§ Supplied records
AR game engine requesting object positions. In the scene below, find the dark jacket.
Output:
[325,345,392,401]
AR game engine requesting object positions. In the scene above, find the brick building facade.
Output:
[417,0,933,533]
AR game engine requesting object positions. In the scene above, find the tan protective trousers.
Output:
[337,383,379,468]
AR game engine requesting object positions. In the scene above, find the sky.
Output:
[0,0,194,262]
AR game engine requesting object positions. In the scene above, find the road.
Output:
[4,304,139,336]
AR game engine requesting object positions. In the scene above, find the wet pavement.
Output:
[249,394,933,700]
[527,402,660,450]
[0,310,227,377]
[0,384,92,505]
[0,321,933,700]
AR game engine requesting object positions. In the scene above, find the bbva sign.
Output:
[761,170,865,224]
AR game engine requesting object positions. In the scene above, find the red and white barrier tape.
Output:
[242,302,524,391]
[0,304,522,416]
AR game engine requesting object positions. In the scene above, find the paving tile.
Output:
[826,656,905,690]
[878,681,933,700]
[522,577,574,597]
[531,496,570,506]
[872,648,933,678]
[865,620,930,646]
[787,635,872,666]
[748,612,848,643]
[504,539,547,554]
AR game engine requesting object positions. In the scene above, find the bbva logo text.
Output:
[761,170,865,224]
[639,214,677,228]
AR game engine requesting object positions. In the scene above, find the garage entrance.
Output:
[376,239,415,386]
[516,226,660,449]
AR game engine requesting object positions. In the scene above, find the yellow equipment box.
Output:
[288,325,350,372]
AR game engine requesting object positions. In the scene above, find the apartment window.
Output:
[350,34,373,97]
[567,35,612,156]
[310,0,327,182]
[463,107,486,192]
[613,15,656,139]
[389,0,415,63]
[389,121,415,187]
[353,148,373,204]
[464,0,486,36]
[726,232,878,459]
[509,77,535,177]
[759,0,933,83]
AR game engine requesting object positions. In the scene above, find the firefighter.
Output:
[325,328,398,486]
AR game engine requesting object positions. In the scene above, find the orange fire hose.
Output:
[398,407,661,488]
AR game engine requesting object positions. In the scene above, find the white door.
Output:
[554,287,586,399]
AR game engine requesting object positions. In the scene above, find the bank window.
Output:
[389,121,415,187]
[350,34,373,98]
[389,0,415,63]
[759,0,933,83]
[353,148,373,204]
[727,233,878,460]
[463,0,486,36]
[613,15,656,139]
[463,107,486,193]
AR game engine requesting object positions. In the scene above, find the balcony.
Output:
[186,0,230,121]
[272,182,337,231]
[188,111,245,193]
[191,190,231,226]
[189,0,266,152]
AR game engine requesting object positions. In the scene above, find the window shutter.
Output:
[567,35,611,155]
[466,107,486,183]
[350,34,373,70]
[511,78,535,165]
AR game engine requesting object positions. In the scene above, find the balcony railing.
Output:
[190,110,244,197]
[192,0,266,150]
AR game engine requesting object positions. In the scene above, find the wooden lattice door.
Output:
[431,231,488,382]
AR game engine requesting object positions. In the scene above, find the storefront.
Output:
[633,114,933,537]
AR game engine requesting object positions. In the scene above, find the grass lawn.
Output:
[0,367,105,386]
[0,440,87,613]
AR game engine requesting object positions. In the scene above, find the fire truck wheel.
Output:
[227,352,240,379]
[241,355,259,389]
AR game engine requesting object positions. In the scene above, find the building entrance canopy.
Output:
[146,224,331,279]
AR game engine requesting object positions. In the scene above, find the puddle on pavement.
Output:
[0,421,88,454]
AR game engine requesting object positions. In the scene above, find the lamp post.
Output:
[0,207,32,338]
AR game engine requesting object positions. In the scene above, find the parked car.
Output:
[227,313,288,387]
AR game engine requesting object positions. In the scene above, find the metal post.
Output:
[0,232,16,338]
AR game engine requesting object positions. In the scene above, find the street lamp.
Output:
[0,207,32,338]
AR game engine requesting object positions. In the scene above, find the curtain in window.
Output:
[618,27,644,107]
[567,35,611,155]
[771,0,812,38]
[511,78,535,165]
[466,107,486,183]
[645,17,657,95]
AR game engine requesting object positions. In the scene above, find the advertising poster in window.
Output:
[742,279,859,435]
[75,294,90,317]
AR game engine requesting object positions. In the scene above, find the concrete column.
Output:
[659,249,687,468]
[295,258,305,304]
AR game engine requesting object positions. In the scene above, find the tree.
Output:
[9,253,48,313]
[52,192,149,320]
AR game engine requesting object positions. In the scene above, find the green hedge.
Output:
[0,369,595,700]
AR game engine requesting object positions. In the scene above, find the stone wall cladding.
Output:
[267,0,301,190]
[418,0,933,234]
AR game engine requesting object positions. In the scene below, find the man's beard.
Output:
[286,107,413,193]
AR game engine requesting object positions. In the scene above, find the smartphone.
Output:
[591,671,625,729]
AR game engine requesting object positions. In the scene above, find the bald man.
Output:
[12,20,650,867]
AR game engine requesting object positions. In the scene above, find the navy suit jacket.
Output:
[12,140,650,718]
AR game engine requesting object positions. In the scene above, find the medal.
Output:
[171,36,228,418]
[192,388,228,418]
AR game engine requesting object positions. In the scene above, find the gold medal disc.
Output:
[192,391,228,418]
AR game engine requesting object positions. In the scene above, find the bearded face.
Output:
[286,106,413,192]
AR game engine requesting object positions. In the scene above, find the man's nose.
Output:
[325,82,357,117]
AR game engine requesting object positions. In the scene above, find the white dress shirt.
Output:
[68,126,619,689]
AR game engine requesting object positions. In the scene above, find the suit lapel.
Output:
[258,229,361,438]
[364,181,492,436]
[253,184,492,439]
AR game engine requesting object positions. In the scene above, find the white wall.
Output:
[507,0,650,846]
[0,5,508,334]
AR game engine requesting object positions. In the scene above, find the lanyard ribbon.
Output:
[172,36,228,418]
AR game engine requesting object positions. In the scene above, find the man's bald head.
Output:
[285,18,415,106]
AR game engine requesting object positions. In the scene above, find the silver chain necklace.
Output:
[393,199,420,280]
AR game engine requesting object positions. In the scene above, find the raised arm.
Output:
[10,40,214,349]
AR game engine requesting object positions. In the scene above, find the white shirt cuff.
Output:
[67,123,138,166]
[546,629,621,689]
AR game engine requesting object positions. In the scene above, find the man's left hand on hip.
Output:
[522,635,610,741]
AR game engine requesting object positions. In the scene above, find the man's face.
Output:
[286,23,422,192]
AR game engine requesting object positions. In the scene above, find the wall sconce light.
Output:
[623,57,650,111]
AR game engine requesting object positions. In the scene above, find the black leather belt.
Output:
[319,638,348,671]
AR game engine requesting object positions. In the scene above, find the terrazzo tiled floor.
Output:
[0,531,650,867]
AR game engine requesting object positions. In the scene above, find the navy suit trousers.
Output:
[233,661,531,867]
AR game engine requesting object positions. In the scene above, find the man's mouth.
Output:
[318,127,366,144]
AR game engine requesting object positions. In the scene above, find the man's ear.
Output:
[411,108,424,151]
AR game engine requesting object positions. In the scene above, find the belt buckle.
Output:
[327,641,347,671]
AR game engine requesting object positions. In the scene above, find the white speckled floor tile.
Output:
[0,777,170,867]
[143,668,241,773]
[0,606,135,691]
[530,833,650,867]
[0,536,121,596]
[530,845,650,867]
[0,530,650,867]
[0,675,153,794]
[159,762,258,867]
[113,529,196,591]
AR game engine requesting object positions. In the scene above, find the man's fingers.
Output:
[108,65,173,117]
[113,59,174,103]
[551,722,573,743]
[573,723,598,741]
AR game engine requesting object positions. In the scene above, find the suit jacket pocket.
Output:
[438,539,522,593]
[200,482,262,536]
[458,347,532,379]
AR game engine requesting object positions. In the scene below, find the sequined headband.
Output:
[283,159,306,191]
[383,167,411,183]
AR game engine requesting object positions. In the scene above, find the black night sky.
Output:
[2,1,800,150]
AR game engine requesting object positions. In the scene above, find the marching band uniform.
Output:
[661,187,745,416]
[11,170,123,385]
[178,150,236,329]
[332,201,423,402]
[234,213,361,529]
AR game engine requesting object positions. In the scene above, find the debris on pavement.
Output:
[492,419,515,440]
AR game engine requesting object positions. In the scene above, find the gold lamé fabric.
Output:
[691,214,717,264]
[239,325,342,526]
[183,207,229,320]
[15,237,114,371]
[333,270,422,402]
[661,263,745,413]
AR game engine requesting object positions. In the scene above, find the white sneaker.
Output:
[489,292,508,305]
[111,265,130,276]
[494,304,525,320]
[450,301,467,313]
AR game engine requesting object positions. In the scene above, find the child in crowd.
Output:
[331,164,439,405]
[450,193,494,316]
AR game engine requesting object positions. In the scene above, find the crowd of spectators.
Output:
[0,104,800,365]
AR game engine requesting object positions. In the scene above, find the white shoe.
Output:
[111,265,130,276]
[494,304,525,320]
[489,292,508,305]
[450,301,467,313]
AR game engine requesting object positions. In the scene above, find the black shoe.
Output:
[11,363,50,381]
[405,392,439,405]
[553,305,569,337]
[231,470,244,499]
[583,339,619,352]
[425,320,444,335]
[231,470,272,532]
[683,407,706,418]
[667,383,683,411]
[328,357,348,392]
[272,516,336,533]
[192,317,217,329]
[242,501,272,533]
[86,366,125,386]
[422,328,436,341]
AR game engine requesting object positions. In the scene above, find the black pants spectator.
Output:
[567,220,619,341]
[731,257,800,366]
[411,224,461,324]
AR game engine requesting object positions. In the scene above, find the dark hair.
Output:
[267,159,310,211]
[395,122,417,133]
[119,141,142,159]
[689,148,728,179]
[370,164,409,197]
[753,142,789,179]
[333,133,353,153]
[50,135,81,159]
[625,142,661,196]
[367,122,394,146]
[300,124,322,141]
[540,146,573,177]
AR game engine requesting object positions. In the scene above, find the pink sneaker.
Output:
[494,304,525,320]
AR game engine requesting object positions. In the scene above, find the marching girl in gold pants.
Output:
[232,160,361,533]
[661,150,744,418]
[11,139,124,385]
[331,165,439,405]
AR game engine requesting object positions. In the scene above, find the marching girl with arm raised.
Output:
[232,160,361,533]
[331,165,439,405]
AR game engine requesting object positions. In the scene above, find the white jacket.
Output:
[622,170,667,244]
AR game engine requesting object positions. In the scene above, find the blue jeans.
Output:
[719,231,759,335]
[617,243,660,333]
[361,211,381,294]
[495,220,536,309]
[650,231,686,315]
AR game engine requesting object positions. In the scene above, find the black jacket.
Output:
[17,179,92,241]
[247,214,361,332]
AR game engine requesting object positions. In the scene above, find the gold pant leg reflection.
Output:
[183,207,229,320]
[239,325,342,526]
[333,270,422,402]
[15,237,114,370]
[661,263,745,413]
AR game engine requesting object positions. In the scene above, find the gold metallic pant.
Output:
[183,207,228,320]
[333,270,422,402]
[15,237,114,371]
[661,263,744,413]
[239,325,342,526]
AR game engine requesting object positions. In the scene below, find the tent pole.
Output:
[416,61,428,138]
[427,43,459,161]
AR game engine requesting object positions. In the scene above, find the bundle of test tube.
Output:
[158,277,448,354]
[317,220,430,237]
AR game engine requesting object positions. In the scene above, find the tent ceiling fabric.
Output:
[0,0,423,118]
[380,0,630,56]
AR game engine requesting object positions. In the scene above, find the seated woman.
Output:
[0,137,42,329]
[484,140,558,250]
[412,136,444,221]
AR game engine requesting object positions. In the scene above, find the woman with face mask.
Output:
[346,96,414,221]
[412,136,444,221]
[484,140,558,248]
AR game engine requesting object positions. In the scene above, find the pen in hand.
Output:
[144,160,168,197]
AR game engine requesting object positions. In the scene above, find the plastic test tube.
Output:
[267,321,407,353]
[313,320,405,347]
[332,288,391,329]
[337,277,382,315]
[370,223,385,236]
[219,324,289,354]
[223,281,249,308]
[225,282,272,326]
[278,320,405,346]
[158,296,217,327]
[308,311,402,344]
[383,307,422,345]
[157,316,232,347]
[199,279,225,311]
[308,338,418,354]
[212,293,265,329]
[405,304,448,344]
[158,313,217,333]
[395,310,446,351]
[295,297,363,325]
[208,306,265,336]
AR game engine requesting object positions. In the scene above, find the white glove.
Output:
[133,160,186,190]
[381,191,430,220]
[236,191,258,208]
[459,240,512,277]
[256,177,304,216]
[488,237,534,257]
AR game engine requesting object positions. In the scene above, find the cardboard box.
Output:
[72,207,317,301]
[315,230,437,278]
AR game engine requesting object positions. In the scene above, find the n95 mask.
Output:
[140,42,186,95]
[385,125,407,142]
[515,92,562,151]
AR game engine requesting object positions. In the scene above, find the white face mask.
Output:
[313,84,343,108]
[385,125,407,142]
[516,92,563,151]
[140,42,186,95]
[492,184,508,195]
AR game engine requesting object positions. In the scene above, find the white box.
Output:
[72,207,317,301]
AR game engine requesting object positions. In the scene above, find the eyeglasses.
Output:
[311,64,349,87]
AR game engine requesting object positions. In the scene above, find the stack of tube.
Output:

§ To do
Can you edit everything in the data above from the line containing "yellow equipment box." down to the line containing "[189,0,266,152]" by changing "scene" to "frame" and returning only those lines, with nothing else altered?

§ Finished answer
AR game engine requesting object positions. In the frame above, find the yellow equipment box.
Output:
[288,325,350,372]
AR game engine requesting object positions. In the frame above, find the apartment window.
Output:
[350,34,373,97]
[567,35,612,156]
[310,0,327,182]
[463,107,486,192]
[613,15,656,139]
[389,0,415,63]
[389,121,415,187]
[353,148,373,204]
[464,0,486,36]
[726,232,878,459]
[509,77,535,177]
[759,0,933,83]
AR game engine requesting object positions. In the frame above, find the firefighter.
Output:
[325,328,398,486]
AR game engine requesting object positions. In the frame above, find the orange fire hose.
Output:
[398,407,661,488]
AR game engine requesting object positions. In the frame above, find the white door.
Output:
[554,287,586,399]
AR game engine requesting object positions. In the frame above, find the bank window.
Output:
[389,121,415,187]
[350,34,373,98]
[389,0,415,63]
[759,0,933,83]
[353,148,373,204]
[727,233,878,460]
[463,0,486,36]
[613,15,656,139]
[463,107,486,193]
AR game engine requesting object positions. In the frame above, find the balcony.
Output:
[186,0,230,121]
[272,182,337,231]
[188,111,245,193]
[191,190,231,226]
[189,0,266,152]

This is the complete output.